Description of the task
Convert the lines below into a Markdown table with the columns "No." and "Line," starting at the line that contains "Please indicate the goose with" and ending at the line that contains "(1007, 187)". Number each row and leave out any blank lines.

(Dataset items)
_ _ _ _ _
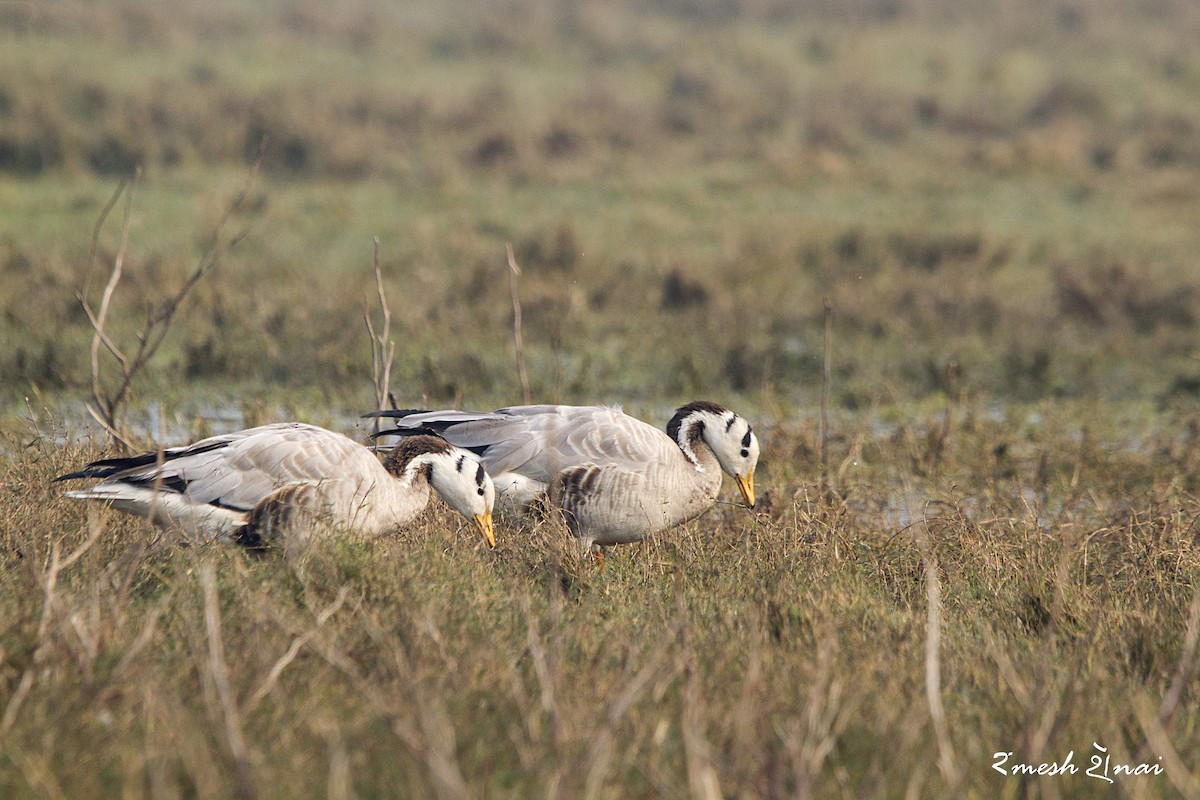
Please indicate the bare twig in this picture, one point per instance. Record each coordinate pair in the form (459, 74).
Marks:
(383, 349)
(107, 403)
(825, 396)
(517, 342)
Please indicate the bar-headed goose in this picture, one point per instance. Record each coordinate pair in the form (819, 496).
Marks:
(615, 477)
(275, 481)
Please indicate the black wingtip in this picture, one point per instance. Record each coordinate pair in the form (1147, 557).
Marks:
(393, 413)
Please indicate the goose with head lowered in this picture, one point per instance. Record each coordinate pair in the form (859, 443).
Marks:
(279, 481)
(616, 479)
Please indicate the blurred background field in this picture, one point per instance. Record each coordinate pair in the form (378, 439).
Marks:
(1000, 200)
(1007, 187)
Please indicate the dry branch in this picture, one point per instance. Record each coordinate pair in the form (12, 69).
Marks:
(107, 403)
(383, 349)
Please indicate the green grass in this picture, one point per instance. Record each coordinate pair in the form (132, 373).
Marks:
(999, 202)
(767, 654)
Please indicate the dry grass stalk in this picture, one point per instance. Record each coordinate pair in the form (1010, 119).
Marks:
(383, 349)
(51, 601)
(107, 403)
(220, 675)
(933, 662)
(517, 341)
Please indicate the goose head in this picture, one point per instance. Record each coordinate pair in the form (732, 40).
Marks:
(727, 435)
(455, 474)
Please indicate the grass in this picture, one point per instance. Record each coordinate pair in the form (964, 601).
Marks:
(997, 200)
(769, 654)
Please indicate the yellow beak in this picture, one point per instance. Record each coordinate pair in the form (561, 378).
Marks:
(484, 522)
(747, 485)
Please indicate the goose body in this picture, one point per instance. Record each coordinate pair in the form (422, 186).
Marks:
(615, 477)
(279, 481)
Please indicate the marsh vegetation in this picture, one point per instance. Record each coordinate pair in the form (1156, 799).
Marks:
(1000, 203)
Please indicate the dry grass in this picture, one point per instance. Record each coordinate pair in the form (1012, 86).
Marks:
(955, 559)
(1044, 583)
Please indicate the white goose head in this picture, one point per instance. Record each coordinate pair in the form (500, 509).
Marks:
(727, 435)
(456, 474)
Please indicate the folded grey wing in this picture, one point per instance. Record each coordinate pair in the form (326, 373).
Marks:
(245, 469)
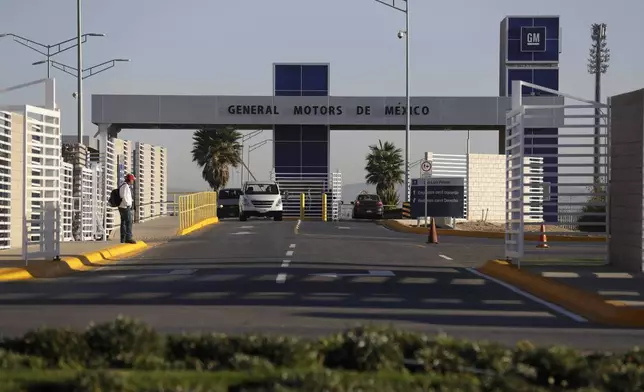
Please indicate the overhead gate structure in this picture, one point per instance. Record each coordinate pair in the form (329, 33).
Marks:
(582, 184)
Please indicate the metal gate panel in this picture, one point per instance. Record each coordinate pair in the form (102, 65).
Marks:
(579, 160)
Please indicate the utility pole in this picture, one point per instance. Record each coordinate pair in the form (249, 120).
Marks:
(598, 59)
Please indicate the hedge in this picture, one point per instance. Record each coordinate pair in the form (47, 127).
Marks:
(352, 360)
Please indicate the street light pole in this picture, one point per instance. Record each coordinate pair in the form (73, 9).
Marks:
(405, 33)
(79, 77)
(49, 51)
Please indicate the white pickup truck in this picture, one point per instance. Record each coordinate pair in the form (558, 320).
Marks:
(261, 199)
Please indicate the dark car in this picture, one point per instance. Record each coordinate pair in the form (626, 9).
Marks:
(367, 206)
(228, 199)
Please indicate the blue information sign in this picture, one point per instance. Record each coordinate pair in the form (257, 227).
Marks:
_ _ _ _ _
Exercise result
| No. | Line |
|---|---|
| 1 | Please indicate the goose with head lowered in this picture, one point per instance. Record each coordinate pair in the form (859, 443). |
| 2 | Marks: |
| 3 | (279, 481) |
| 4 | (616, 479) |
| 5 | Please indicate the blurred background field in this picture, one point per instance. Record each coordinate pair in the form (378, 439). |
| 6 | Marks: |
| 7 | (1000, 200) |
| 8 | (1007, 187) |